Action item A :: Based on the article on Honor and Apple in China's smartphone market, explain in one to three sentences how Honor's AI features are activated.
Action item B :: Proceed with the article on Honor and Apple in China's smartphone market, picking up after its final sentence.

Study text ::

Honor’s AI features are activated through the company’s “Yoyo” chatbot, which sits inside the company’s Android-based operating system called MagicOS.

While Honor said the overseas market has come to account for about half of its revenue, the Shenzhen-based company must first take on Apple to recover the first spot in China.

In the second quarter of this year, Huawei and Vivo shipped the most phones in China with 18% market share each, while Oppo and Xiaomi vied for second place at 16% share each, Counterpoint data showed. Apple had 15%, followed by Honor at 13%.

Apple has tried to make a comeback in China this year. CEO Tim Cook visited Shanghai this week, according to his social media account, coinciding with news that the slim iPhone Air would finally begin sales in China this month — weeks after the new iPhone 17 hit stores.

However, the U.S. smartphone giant has yet to release its AI features in China, despite Alibaba Group Chair Joe Tsai’s announcement this year that the company would work with Apple on the tech tools. Neither side has yet released additional details.

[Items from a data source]
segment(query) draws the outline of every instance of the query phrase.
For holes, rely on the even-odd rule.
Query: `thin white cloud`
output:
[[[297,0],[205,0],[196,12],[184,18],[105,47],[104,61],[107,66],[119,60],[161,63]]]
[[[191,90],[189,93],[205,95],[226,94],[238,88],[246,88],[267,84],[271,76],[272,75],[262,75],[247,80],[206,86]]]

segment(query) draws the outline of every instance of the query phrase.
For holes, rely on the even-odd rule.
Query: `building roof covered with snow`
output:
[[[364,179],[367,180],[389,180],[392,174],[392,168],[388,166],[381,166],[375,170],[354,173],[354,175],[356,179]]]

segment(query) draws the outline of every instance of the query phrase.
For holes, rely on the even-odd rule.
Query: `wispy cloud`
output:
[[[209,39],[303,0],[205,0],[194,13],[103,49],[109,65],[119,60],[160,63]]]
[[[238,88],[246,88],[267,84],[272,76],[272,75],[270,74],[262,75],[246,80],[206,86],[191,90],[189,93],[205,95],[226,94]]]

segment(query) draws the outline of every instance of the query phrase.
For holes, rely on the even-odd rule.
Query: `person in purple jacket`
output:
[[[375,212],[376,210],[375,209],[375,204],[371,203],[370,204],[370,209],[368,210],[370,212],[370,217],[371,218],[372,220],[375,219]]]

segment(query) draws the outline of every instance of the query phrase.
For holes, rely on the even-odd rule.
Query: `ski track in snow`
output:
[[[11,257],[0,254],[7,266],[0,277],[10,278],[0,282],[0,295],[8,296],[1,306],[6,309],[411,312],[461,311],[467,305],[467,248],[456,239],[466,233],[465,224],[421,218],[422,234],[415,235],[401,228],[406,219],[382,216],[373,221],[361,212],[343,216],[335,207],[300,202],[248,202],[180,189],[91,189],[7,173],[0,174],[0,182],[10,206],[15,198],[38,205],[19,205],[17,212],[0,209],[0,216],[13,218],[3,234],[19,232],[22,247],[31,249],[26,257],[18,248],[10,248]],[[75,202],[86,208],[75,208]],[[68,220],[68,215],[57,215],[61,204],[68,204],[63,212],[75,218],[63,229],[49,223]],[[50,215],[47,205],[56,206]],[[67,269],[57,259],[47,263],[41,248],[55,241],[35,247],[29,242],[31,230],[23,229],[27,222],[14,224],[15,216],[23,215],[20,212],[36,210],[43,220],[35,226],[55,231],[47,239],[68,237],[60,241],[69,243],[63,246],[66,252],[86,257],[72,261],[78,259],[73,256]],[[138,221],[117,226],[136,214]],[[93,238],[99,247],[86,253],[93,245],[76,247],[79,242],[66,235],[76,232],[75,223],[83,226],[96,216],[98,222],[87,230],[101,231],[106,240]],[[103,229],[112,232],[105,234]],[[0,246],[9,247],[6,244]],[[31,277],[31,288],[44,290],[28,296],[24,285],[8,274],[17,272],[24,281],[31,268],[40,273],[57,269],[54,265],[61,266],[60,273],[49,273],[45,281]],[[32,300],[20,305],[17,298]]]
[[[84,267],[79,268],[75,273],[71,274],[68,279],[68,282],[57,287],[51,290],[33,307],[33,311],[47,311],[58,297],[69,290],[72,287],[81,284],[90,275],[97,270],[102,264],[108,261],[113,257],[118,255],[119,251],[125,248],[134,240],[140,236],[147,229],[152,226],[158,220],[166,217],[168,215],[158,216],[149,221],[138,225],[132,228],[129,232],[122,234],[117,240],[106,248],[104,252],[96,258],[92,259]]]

Written answer A :: Honor's AI features are activated through its "Yoyo" chatbot. The chatbot sits inside MagicOS, the company's Android-based operating system.

Written answer B ::
AI chatbots

Honor, which spun off from Huawei in 2020, signed a strategic partnership with Alibaba in September to co-develop AI smartphone features. Alibaba operates the Gaode maps app in China, a Fliggy travel booking platform, as well as the Taobao and Tmall e-commerce platforms.

Fang emphasized that shopping is just one of many AI functions that Honor is releasing this week. Other tools include guiding users on how to take the best photo angle, suggesting nearby restaurants from just a photo of a specific location and hailing a taxi using a simple voice command.

With a prompt as vague as “book me a ride back home,” the tech learns from on-device data and user preferences to automatically know what the home address is. Personal information stays on the smartphone and isn’t transferred to the cloud, Honor said. When it comes to payments, the user still needs to manually approve it, even if the AI helps with making the online order.

The new AI features for China users also come as ChatGPT is starting to let U.S. users shop on Etsy, and soon Walmart, through the AI chatbot interface. Other AI chatbots can also search the internet for specific products.

It remains to be seen whether AI will be consistently useful for consumers. But Honor said its edge comes from using AI to complete multiple steps, including accounting for individual e-commerce memberships and personalized coupons, to show consumers the cheapest option — with a prompt as simple as asking for the best deal on a product.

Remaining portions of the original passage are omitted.